##### PASSAGE GIVEN

Cooking and meal preparation can be a busy and messy time for parents and heads of households. It may seem daunting to let a little one in the kitchen to assist as a sous chef. She may need to be reminded to stop eating the extra ingredients or to not lick any utensils or touch dirty surfaces while handling food.
That said, cooking with kids can give them self-assurance and a feeling of independence that they unknowingly crave. This confidence can be greatly increased by introducing the safe use of knives while preparing and cooking meals.
The benefits of allowing children to cut with a knife
Kids love to play with scissors under the watchful eye of an adult. The same can be said for utilizing a knife to cut up a variety of food items. It can make for a happy bonding session while getting dinner ready for the evening or a snack made in the afternoon.

##########
##### SUPPLIED DATA

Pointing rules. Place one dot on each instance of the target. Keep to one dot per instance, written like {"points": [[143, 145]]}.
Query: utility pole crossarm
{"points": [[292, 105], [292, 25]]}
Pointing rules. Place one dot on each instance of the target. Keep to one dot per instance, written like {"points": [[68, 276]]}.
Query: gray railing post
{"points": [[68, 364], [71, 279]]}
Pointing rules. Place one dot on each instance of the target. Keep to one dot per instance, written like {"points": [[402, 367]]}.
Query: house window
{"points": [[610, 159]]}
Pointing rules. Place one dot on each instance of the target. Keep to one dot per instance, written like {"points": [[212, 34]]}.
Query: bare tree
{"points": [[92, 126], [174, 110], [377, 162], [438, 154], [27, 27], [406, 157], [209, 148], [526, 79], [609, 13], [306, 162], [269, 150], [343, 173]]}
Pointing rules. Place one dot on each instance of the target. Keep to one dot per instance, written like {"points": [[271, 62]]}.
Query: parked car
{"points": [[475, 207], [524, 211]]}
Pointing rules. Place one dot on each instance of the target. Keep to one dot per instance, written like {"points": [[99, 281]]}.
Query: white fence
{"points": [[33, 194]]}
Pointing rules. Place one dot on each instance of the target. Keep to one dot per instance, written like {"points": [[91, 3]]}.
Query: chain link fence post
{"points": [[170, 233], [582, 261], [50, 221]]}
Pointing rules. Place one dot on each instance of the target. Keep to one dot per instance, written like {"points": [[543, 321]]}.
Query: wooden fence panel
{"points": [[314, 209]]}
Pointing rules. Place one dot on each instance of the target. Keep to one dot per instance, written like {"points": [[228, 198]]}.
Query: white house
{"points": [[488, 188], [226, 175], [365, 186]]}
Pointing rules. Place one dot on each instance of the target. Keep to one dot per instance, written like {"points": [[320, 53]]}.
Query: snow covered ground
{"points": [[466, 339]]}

##########

- EXERCISE TASKS
1. From the passage on cooking with kids, could you extract the part starting with "Cooking and meal" and going on through "while handling food."?
2. What are all the things the passage on cooking with kids says a child may need to be reminded of while helping in the kitchen?

- EXPECTED RESPONSES
1.
Cooking and meal preparation can be a busy and messy time for parents and heads of households. It may seem daunting to let a little one in the kitchen to assist as a sous chef. She may need to be reminded to stop eating the extra ingredients or to not lick any utensils or touch dirty surfaces while handling food.

2.
- To stop eating the extra ingredients
- To not lick any utensils
- To not touch dirty surfaces while handling food